::: Source material

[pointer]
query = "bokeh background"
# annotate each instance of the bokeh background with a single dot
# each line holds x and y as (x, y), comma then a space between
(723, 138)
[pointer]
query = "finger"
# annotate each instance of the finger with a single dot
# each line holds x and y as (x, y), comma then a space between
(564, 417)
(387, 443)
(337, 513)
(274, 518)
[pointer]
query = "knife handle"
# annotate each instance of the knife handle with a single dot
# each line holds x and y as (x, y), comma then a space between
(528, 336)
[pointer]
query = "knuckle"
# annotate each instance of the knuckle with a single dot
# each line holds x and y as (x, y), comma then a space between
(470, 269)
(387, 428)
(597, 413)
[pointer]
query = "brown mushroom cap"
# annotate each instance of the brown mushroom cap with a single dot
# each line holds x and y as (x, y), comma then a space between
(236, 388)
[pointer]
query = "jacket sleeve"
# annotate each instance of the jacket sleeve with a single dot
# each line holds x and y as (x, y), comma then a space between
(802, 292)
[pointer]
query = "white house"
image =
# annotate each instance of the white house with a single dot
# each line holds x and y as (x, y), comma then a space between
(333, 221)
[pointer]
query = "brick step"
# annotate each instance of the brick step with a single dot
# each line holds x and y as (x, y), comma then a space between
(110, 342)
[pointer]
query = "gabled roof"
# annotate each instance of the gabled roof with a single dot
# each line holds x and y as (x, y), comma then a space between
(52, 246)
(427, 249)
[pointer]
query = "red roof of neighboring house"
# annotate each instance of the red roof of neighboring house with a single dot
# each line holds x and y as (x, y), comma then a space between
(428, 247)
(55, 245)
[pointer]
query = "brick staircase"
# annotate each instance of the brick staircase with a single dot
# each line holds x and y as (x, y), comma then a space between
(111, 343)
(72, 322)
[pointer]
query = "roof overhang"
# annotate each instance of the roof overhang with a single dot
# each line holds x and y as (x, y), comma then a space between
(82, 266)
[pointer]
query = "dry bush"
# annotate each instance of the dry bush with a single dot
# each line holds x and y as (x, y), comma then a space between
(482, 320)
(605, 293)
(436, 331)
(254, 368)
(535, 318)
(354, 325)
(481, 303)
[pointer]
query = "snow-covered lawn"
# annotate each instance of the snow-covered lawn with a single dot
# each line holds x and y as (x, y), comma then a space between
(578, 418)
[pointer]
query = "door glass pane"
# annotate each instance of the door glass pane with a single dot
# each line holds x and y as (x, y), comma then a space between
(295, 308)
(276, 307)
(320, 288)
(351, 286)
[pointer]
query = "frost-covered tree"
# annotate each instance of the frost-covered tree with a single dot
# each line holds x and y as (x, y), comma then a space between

::::::

Goal of the exercise:
Return the listing above in its exact form.

Result of this task:
[pointer]
query = "bokeh background"
# annotate each instance of the bokeh background with a single dot
# each line holds x and y as (x, y), comma then a space between
(723, 138)
[pointer]
query = "finger"
# annotate each instance of the finger with a single dot
# each line holds x and y as (x, y), comma then a space between
(564, 417)
(387, 443)
(337, 513)
(274, 518)
[pointer]
query = "knife handle"
# annotate each instance of the knife handle with a single dot
# each line holds x and y as (x, y), comma then a space between
(528, 336)
[pointer]
query = "knuckle"
# annotate each instance of the knuckle with a single dot
# each line holds x and y as (x, y), comma then a space between
(470, 269)
(387, 428)
(597, 413)
[pointer]
query = "brown mushroom cap"
# annotate each instance of the brown mushroom cap with a single dot
# each line holds x and y as (x, y), comma then a space between
(236, 388)
[pointer]
query = "jacket sleeve"
# annotate each instance of the jacket sleeve with a single dot
# each line holds x and y as (x, y), comma then a space between
(802, 292)
[pointer]
query = "white house"
image =
# annotate each instance of the white house with a single dot
# each line holds x and y as (x, y), comma then a space between
(333, 221)
[pointer]
query = "brick step"
# annotate each instance of the brick step with a single dot
# each line holds x and y as (x, y), comma then a space between
(110, 342)
[pointer]
query = "gabled roof"
# annotate each instance of the gabled roof with a single dot
# each line holds x and y as (x, y), comma then a space between
(52, 246)
(427, 249)
[pointer]
query = "red roof of neighboring house"
# annotate each instance of the red roof of neighboring house with a single dot
# each line holds x and y as (x, y), comma then a space between
(428, 247)
(55, 245)
[pointer]
query = "brick staircase"
# annotate each instance of the brick staircase with a single dot
# each line holds x and y as (x, y), comma then a space between
(111, 343)
(72, 322)
[pointer]
query = "roof overhang"
# annotate each instance of the roof overhang with a single dot
# each line holds x and y as (x, y), comma then a space between
(82, 266)
[pointer]
query = "dry bush"
# annotate each instance of the dry bush with a single dot
# each line holds x and y as (x, y), comma then a space between
(482, 320)
(605, 293)
(436, 331)
(254, 368)
(535, 318)
(354, 325)
(481, 303)
[pointer]
query = "snow-covered lawn"
# annotate each instance of the snow-covered lawn with a single dot
# each line holds x and y as (x, y), comma then a space between
(578, 418)
[pointer]
query = "door glass pane"
# annotate each instance of the door glass pane with a single dot
# each line holds x and y as (x, y), comma then a space between
(295, 308)
(276, 307)
(320, 288)
(351, 286)
[pointer]
query = "frost-covered tree"
# annotate each instance of the frost-covered tree with a single dot
# each line holds x and y as (x, y), comma then a space between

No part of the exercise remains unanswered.